WHAT TO DO — Copy out every line of the material below word for word, changing nothing.

Rows from a pointing dataset:
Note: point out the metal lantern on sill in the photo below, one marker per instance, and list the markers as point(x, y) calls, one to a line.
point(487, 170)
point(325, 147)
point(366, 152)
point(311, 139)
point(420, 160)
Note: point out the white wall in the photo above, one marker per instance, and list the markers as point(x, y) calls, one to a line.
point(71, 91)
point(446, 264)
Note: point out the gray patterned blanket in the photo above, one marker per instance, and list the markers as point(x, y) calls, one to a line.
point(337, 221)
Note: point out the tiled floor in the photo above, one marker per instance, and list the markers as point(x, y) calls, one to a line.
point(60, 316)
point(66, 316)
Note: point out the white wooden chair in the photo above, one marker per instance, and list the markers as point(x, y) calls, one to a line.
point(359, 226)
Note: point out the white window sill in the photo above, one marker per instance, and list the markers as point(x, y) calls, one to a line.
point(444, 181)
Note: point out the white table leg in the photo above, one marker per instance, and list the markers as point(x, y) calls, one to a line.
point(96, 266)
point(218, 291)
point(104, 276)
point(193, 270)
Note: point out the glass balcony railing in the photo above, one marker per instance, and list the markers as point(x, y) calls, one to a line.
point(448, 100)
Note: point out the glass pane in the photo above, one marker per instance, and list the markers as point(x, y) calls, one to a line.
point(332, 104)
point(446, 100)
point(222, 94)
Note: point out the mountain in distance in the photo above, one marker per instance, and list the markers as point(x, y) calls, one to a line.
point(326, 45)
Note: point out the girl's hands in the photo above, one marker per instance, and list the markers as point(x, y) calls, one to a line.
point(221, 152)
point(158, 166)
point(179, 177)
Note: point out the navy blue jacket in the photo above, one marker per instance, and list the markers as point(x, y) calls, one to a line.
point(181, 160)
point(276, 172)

FINISHED ANSWER —
Note: point out the metal lantern on sill in the photo below, one marker per instance, and list the markers as point(x, y) calls, one to a line.
point(487, 170)
point(325, 147)
point(366, 152)
point(311, 139)
point(420, 160)
Note: point out the white wall in the photo above, one marker per instance, and list the markers as point(x, y) calls, one to a line.
point(71, 91)
point(446, 264)
Note: point out the gray patterned blanket in the photo above, one marker per instance, and list the markers as point(x, y) calls, one to a line.
point(337, 221)
Note: point out the tiled floor in the photo above, one marker per instance, and list the markers as point(x, y) calls, one to a line.
point(60, 316)
point(66, 316)
Note: point out the white wooden chair in the photo above, one marker per instance, and list the markers as point(x, y) calls, one to a line.
point(359, 226)
Note: point out the white window sill in the photo above, one marker per instance, and list the markers as point(x, y) calls, one to a line.
point(444, 181)
Note: point out the white table leg in the photo above, one marker per instance, and list the markers as point(x, y) calls, one to a line.
point(96, 266)
point(218, 291)
point(104, 276)
point(193, 270)
Note: point out the glass balcony railing in the photo above, one marker per instance, and list the markers as point(x, y) calls, one to a line.
point(448, 100)
Note: point out the glass pane in the photo above, one marker per instance, and list the markers as point(x, y) calls, one to a line.
point(332, 104)
point(446, 100)
point(222, 94)
Note: point out the mountain in distance in the photo above, one marker per instance, and list the markers as point(x, y) calls, one to a line.
point(326, 45)
Note: point out the girl's hands in the photo above, one marker per instance, and list the markers as point(x, y) calls, one to a line.
point(221, 152)
point(158, 166)
point(179, 177)
Note: point out the navy blue jacket in the photo above, one marker per instance, and list the markers as point(x, y) calls, one to a line.
point(181, 160)
point(276, 172)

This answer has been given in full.